— start of Records for the exercise —

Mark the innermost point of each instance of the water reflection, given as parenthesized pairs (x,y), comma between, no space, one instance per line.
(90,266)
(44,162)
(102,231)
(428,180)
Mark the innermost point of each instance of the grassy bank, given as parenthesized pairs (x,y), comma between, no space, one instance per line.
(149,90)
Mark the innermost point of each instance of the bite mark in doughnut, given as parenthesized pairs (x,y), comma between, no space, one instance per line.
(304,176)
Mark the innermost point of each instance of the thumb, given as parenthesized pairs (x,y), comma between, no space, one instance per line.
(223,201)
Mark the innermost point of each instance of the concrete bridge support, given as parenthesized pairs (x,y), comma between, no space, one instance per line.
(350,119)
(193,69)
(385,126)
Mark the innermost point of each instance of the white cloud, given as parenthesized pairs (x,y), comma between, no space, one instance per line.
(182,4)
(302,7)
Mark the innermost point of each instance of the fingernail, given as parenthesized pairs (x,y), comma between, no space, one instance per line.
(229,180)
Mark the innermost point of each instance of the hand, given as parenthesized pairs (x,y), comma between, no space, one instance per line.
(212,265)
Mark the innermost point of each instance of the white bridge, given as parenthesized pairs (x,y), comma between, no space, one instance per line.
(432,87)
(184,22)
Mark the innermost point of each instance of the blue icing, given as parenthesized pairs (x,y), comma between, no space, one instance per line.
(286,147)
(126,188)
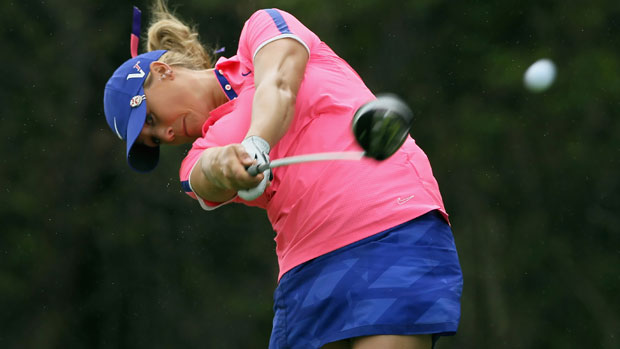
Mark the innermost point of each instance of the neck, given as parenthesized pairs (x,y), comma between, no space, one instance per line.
(212,90)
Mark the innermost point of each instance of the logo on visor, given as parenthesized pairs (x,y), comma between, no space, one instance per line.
(139,74)
(136,100)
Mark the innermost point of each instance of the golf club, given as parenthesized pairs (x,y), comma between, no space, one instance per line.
(380,128)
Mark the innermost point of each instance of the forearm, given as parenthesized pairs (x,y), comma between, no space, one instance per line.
(279,71)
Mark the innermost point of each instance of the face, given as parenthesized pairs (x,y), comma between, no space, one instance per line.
(175,111)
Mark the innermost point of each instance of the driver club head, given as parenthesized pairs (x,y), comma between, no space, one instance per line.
(382,125)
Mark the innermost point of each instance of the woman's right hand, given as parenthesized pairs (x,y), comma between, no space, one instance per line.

— end of Records for the exercise —

- **Task to complete**
Beginning at the line that holds "Mark the innermost point of each instance of the logo", write out word for word each line through the end of the records.

- **Task answer**
Mark the innermost point of each instance of the logo on visor, given as parenthesized pairs (x,y), comma between, no space, one instance per line.
(139,74)
(136,100)
Mark the innermost point of each instance of the golf club, given as parenthesized pairs (x,y), comma between, no space, one instance per line.
(380,128)
Mark the innermost point of each instance of the forearm, given as parenthesized pairs (x,y), comma between, no space, one instance per line.
(279,71)
Mark the innermost point of each instance of the face, given as parenthesized pairs (x,y), comma between, no space, one instance per line.
(175,111)
Mark the innermost point of each instance of the driver club head, given as parenthesized pairs (x,y), comma between, no space, one instance per line.
(382,125)
Mark the innermost point of each instance of the woman's right hand, given as parenthesized pairs (x,y), comma between, no space, one instance per line.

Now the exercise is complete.